## [GIVEN EXERCISE A]
Translate this sentence from the patch message below into Spanish: "Currently only a `merge-slashes` normalizer is implemented."

───── SOURCE EXTRACT ─────

Willy,
Christopher,

something simple for a start. This one adds the http-request action and a
very simple normalizer to test whether it works. Turns out it does :-)

You can see the new `ist` helpers in action already. I'm pretty happy that
I was able to implement this completely with the new `ist` API.

Best regards
Tim Düsterhus

Apply with `git am --scissors` to automatically cut the commit message.

-- >8 --
This patch adds the `http-request normalize-uri` action that was requested in
GitHub issue #714.

Currently only a `merge-slashes` normalizer is implemented. This normalizer
merges adjacent slashes into a single slash, thus removing empty path segments.
---
 doc/configuration.txt                  |  12 +++
 include/haproxy/action-t.h             |   4 +
 include/haproxy/uri_normalizer.h       |   4 +
 reg-tests/http-rules/normalize_uri.vtc |  87 +++++++++++++++++++++
 src/http_act.c                         | 101 +++++++++++++++++++++++++
 src/uri_normalizer.c                   |  29 +++++++
 6 files changed, 237 insertions(+)
 create mode 100644 reg-tests/http-rules/normalize_uri.vtc

diff --git a/doc/configuration.txt b/doc/configuration.txt
index 01a01eccc..d3030b478 100644
--- a/doc/configuration.txt
+++ b/doc/configuration.txt
@@ -6011,6 +6011,18 @@ http-request early-hint <name> <fmt> [ { if | unless } 
<condition> ]
 
   See RFC 8297 for more information.
 
+http-request normalize-uri <normalizer> [ { if | unless } <condition> ]
+
+  Performs normalization of the request's URI. The following normalizers are
+  available:
+
+  - merge-slashes: Merges adjacent slashes within the "path" component into a
+      single slash.

─────

## [GIVEN EXERCISE B]
In the listing that follows, find each line containing the word "person" and copy those lines.

───── PROVIDED RECORDS ─────

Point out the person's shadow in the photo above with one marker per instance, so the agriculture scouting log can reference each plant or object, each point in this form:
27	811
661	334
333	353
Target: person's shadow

─────

## [WORKED ANSWER A]
Actualmente solo está implementado un normalizador `merge-slashes`.

## [WORKED ANSWER B]
Point out the person's shadow in the photo above with one marker per instance, so the agriculture scouting log can reference each plant or object, each point in this form:
Target: person's shadow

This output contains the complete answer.